SOURCE PASSAGE
— Start —
# Fiddle Blocks..How they work?



## Canyonbc (Apr 30, 2008)

I was flipping through the Sherrill 2007 catalog and on page 53, upper right hand corner i was looking at the Fiddle Block system - item number SET82. 

I think its an awesome lifting device but i am not grasping on how it connects to the Porta Wrap...or your bull line. It looks like a Prusik is used to attach on to the bull line and then a carabiner to the Porty...

Thanks in advance...

Does any one know of a good video showing the use of a fiddle block system...

Thanks 

Mike


----------



## 2FatGuys (Apr 30, 2008)

Canyonbc said:


> I was flipping through the Sherrill 2007 catalog and on page 53, upper right hand corner i was looking at the Fiddle Block system - item number SET82.
> 
> I think its an awesome lifting device but i am not grasping on how it connects to the Porta Wrap...or your bull line. It looks like a Prusik is used to attach on to the bull line and then a carabiner to the Porty...
> Mike



That's EXACTLY how we connect our fiddle blocks. We use a 4 wrap prussik on the bull line and a steel carabiner on the fixed end.


----------



## Canyonbc (Apr 30, 2008)

2FatGuys said:


> That's EXACTLY how we connect our fiddle blocks. We use a 4 wrap prussik on the bull line and a steel carabiner on the fixed end.



Thanks for the information...

I just wasnt sure if i was correct or not so i thought i would ask. 

How high to you like to connect them on the bull line? Does it depend of every situation or something you just get use to and know. Looking for any guide lines on it. 

Thanks again. 

Mike


----------



## 2FatGuys (Apr 30, 2008)

We use MA (mechanical advantage) a LOT on bull lines. The general rule is to keep it all within reach. Using a prussik to attach to the bull line allows you to pull it in tight, lock it off, then readjust the prussik for another pull. If we are using a 1/2" line to rig with, we sometimes run the rigging line itself through the pulleys. To do that requires a second prussik at the anchor end of the rigging line to act as a lock so that the pulleys can be re-adjusted for another pull.


----------



## Canyonbc (Apr 30, 2008)

2FatGuys said:


> We use MA (mechanical advantage) a LOT on bull lines. The general rule is to keep it all within reach. Using a prussik to attach to the bull line allows you to pull it in tight, lock it off, then readjust the prussik for another pull. If we are using a 1/2" line to rig with, we sometimes run the rigging line itself through the pulleys. To do that requires a second prussik at the anchor end of the rigging line to act as a lock so that the pulleys can be re-adjusted for another pull.



Understandable i like that. 

Would you, or anyone else have recomendatation on what fiddle block set up to get...i know Sherrill, Wesspur, Baileys and other all carry them...are any of them really better then the other, or does it boil down to personal preference?
— End —
JOB A
Repeat the fiddle block thread word for word from "Thanks for the" up to and including "lines on it.".

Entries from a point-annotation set
— Start —
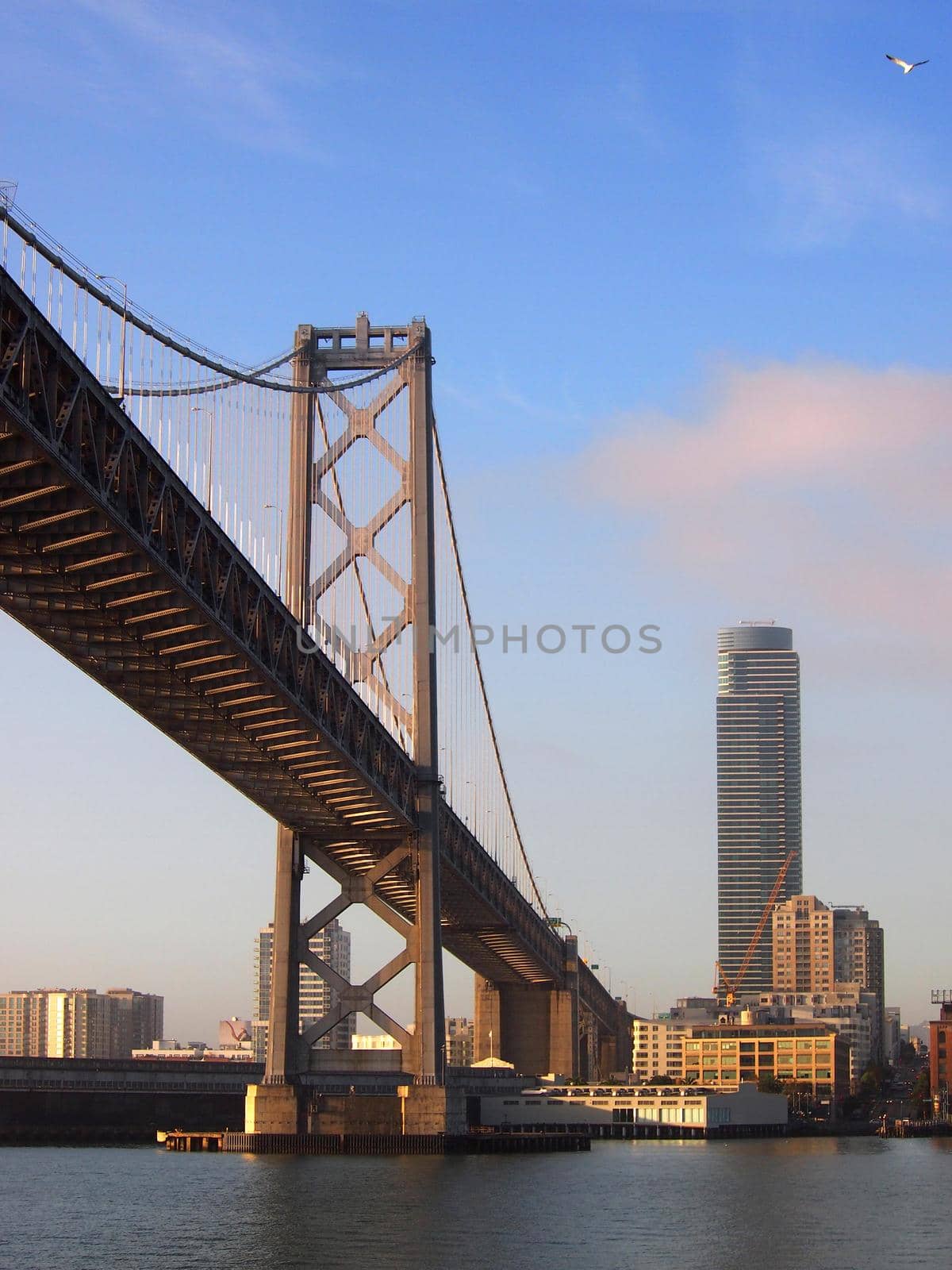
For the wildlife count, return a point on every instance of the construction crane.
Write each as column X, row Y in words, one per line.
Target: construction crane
column 733, row 987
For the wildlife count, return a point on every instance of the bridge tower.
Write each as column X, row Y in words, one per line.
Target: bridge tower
column 277, row 1106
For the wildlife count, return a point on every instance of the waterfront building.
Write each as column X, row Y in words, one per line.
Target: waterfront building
column 685, row 1111
column 858, row 954
column 78, row 1022
column 803, row 945
column 758, row 789
column 657, row 1048
column 791, row 1053
column 317, row 997
column 848, row 1009
column 941, row 1045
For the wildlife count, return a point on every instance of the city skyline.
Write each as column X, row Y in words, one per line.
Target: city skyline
column 596, row 476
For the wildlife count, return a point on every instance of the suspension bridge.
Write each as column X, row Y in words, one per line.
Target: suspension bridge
column 262, row 562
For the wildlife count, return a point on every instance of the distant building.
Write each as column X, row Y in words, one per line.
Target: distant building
column 791, row 1053
column 758, row 789
column 858, row 954
column 78, row 1022
column 317, row 997
column 171, row 1051
column 892, row 1034
column 460, row 1041
column 234, row 1032
column 657, row 1048
column 139, row 1019
column 803, row 945
column 374, row 1041
column 850, row 1010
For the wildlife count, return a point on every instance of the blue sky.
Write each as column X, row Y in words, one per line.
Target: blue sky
column 685, row 268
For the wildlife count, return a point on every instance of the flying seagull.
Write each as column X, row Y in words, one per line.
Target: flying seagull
column 907, row 67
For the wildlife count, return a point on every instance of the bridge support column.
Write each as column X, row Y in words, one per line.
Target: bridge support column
column 276, row 1106
column 532, row 1026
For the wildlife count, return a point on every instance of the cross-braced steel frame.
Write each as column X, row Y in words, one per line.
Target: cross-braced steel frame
column 416, row 857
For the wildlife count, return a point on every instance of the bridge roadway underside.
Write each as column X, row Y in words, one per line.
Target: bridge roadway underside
column 108, row 558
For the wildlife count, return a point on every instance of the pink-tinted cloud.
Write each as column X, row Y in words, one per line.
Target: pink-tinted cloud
column 812, row 488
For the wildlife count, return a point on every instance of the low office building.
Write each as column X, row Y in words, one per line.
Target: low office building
column 657, row 1048
column 793, row 1053
column 687, row 1111
column 848, row 1009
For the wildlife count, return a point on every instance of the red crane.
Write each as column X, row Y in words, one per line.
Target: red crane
column 733, row 988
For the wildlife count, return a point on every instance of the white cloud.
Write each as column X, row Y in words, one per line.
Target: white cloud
column 234, row 83
column 814, row 487
column 833, row 182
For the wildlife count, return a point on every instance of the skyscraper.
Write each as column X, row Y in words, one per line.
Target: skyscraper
column 758, row 789
column 858, row 952
column 317, row 997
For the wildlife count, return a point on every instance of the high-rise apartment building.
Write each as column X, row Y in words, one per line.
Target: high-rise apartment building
column 818, row 949
column 758, row 789
column 78, row 1022
column 860, row 956
column 460, row 1041
column 803, row 945
column 137, row 1019
column 317, row 997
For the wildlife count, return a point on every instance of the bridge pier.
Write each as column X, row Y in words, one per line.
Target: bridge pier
column 532, row 1026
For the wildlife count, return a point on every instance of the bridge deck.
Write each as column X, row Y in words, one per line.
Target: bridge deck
column 107, row 556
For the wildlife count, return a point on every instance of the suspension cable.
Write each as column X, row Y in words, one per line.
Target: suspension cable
column 454, row 540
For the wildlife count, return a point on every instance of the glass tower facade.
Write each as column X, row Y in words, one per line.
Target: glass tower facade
column 758, row 791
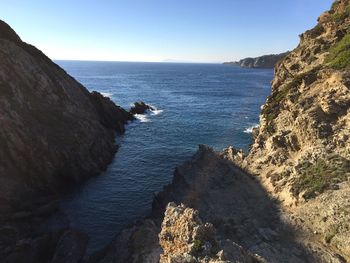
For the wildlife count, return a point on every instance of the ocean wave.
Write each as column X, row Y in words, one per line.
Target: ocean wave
column 155, row 111
column 142, row 117
column 146, row 116
column 250, row 129
column 107, row 94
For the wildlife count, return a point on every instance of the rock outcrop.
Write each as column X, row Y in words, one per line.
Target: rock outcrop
column 301, row 151
column 288, row 199
column 54, row 132
column 267, row 61
column 185, row 238
column 140, row 108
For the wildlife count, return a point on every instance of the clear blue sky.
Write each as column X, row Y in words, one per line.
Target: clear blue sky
column 157, row 30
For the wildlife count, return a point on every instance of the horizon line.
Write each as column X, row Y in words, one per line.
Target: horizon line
column 128, row 61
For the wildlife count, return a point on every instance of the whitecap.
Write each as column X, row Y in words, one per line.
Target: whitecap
column 156, row 111
column 107, row 94
column 250, row 129
column 142, row 117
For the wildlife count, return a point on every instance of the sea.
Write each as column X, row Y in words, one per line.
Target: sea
— End —
JOB B
Please edit the listing from its start up to and including the line with "column 277, row 1106" by replacing "wildlife count" with "site survey" and changing nothing else. Return only those lines, and leave the pictures out.

TASK SOLUTION A
Thanks for the information...

I just wasnt sure if i was correct or not so i thought i would ask. 

How high to you like to connect them on the bull line? Does it depend of every situation or something you just get use to and know. Looking for any guide lines on it.

TASK SOLUTION B
For the site survey, return a point on every instance of the construction crane.
Write each as column X, row Y in words, one per line.
Target: construction crane
column 733, row 987
For the site survey, return a point on every instance of the bridge tower.
Write each as column X, row Y in words, one per line.
Target: bridge tower
column 277, row 1106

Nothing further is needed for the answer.